BEGIN WORKING DATA
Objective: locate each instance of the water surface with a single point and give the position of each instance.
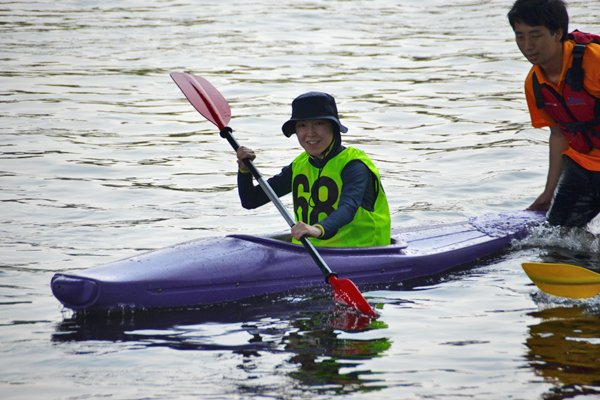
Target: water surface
(101, 157)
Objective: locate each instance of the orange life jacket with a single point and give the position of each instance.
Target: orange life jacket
(577, 112)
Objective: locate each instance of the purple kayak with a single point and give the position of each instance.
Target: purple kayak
(236, 267)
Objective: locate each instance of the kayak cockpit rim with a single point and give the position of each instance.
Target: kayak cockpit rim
(284, 241)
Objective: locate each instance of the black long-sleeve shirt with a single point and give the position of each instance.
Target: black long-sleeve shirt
(358, 190)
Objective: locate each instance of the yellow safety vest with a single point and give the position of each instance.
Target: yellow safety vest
(316, 193)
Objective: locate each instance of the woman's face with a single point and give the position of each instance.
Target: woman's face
(314, 135)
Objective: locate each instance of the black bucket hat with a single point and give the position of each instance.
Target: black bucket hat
(310, 106)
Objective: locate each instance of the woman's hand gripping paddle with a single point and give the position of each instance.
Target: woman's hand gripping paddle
(564, 280)
(207, 100)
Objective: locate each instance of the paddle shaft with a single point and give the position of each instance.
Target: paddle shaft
(227, 133)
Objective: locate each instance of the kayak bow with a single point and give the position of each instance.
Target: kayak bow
(564, 280)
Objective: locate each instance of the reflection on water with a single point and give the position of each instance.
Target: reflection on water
(564, 348)
(325, 362)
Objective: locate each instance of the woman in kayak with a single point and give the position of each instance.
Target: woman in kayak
(337, 193)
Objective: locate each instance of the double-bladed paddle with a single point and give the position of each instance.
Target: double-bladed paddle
(207, 100)
(564, 280)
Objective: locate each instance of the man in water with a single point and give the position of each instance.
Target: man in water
(561, 96)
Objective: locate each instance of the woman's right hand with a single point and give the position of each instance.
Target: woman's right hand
(244, 153)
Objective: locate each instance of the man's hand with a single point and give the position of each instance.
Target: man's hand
(301, 229)
(244, 153)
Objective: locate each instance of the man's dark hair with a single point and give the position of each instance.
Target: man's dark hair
(549, 13)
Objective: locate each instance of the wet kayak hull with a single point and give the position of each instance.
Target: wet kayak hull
(235, 267)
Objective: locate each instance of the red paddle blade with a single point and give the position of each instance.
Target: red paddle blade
(345, 292)
(205, 98)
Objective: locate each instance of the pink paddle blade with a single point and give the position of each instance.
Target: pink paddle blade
(345, 292)
(205, 98)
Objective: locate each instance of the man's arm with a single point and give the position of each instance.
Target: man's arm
(558, 144)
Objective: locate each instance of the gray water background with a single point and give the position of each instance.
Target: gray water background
(101, 157)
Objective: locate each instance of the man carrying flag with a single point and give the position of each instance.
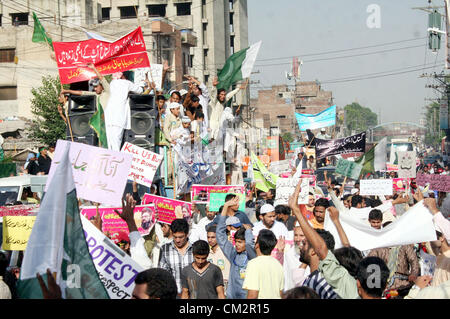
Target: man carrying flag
(39, 34)
(101, 90)
(57, 245)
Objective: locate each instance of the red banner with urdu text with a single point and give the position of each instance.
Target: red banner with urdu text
(127, 53)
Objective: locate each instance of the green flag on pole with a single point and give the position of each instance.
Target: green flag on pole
(39, 34)
(97, 122)
(238, 66)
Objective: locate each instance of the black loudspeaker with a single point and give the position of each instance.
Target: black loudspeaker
(143, 119)
(81, 109)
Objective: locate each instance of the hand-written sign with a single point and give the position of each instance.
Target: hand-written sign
(218, 199)
(99, 174)
(16, 231)
(376, 187)
(406, 164)
(115, 268)
(348, 168)
(112, 223)
(168, 209)
(286, 187)
(144, 164)
(439, 183)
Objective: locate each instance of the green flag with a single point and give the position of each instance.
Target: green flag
(264, 179)
(238, 66)
(39, 34)
(97, 122)
(57, 242)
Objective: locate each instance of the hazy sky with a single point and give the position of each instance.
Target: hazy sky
(304, 27)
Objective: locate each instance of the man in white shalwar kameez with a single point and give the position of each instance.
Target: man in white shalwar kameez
(117, 113)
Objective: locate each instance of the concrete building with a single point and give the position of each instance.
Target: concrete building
(276, 107)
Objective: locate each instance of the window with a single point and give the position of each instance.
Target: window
(128, 12)
(19, 19)
(8, 93)
(183, 9)
(7, 55)
(156, 10)
(106, 14)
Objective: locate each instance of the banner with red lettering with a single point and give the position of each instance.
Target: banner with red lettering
(126, 53)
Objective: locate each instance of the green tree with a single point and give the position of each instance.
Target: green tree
(288, 137)
(47, 126)
(359, 118)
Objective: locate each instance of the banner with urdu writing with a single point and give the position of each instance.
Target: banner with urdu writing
(126, 53)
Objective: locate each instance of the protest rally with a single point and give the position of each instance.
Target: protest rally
(142, 158)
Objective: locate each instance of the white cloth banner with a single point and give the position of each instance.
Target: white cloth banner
(414, 226)
(375, 187)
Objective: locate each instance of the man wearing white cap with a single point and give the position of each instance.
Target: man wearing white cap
(268, 221)
(117, 112)
(172, 121)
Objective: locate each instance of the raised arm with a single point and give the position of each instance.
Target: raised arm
(311, 235)
(334, 216)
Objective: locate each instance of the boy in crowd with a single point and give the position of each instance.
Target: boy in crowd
(264, 277)
(201, 279)
(238, 256)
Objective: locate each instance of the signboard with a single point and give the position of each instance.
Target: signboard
(126, 53)
(348, 168)
(100, 175)
(406, 164)
(16, 231)
(168, 209)
(115, 268)
(144, 216)
(144, 164)
(375, 187)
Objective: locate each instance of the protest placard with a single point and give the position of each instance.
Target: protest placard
(16, 231)
(144, 216)
(115, 268)
(100, 175)
(375, 187)
(168, 209)
(399, 184)
(144, 164)
(414, 226)
(348, 168)
(218, 199)
(406, 164)
(286, 187)
(439, 183)
(200, 193)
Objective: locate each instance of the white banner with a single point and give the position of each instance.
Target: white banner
(115, 268)
(144, 164)
(414, 226)
(375, 187)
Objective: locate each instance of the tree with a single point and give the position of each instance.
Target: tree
(47, 126)
(359, 118)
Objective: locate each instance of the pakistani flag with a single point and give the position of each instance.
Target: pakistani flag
(97, 122)
(39, 34)
(238, 66)
(264, 179)
(375, 159)
(57, 242)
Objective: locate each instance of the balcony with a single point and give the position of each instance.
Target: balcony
(189, 38)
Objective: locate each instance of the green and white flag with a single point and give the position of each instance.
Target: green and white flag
(238, 66)
(39, 34)
(375, 159)
(57, 242)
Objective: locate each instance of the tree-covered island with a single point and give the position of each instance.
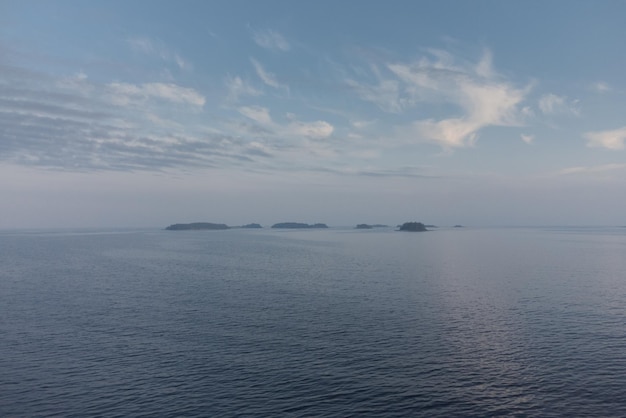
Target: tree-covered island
(197, 226)
(298, 225)
(413, 227)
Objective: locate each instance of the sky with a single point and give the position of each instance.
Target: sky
(148, 113)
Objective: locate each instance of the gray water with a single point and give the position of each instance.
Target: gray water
(339, 322)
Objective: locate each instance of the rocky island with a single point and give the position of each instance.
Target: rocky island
(197, 226)
(297, 225)
(413, 227)
(251, 226)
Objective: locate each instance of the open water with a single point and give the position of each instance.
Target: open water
(338, 322)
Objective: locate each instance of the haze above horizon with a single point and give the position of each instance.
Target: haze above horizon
(148, 113)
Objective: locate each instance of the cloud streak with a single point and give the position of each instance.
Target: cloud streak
(610, 139)
(271, 40)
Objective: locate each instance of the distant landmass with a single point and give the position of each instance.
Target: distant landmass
(413, 227)
(297, 225)
(251, 226)
(196, 226)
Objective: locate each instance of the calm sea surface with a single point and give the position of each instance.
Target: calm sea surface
(453, 322)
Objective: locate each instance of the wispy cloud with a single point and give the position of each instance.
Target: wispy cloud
(592, 169)
(258, 114)
(483, 97)
(237, 88)
(385, 94)
(156, 48)
(271, 40)
(294, 128)
(267, 77)
(601, 87)
(610, 139)
(551, 104)
(124, 94)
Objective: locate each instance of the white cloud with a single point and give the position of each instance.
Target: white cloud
(552, 104)
(592, 169)
(315, 130)
(385, 95)
(612, 139)
(238, 88)
(158, 49)
(256, 113)
(601, 87)
(268, 78)
(482, 96)
(124, 93)
(270, 39)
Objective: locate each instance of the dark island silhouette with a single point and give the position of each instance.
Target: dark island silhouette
(197, 226)
(297, 225)
(413, 227)
(251, 226)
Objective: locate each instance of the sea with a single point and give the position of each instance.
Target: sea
(454, 322)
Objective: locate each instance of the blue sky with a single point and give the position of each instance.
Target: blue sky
(148, 113)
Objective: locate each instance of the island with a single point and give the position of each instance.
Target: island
(197, 226)
(251, 226)
(297, 225)
(413, 227)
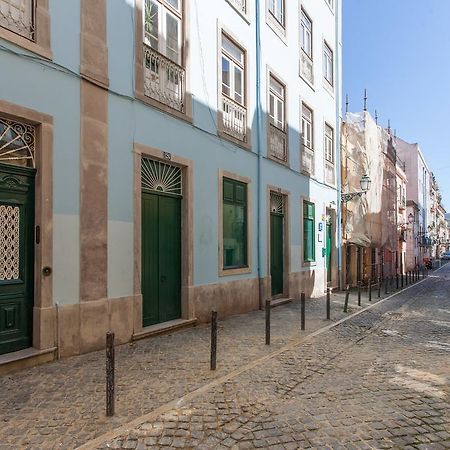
END WORKING DATA
**YOUR INSTRUCTIONS:** Using the entries above, give again exactly the lines from the line holding "Target: red banner with urdu text" through the line holding "Objective: locate each instance of the man in white". Include both end lines and nothing else.

**RESULT OF THIS EXERCISE:**
Target: red banner with urdu text
(127, 53)
Objective: locate each instance of the green flag on pole with a single point and give the position of each instance.
Target: green flag on pole
(39, 34)
(97, 122)
(238, 66)
Objective: locate each instance of the black loudspeaker with a single point and give the position of each instance.
Target: black loudspeaker
(143, 119)
(81, 109)
Objective: locate each instance of the hand-written sign with a single point and give the position of each instance.
Target: hand-written sign
(218, 199)
(99, 174)
(16, 231)
(376, 187)
(406, 164)
(115, 268)
(348, 168)
(112, 223)
(168, 209)
(286, 187)
(144, 164)
(439, 183)
Objective: locate each instance of the green flag with a single point and give the position of each instance.
Target: green flag
(264, 179)
(238, 66)
(39, 34)
(97, 122)
(57, 242)
Objective: locate each instance of the hazy sky with a single point and give the position of each instance.
Target: hazy sky
(304, 27)
Objective: locate each instance of the man in white shalwar kameez with a single point and give the position of each instance.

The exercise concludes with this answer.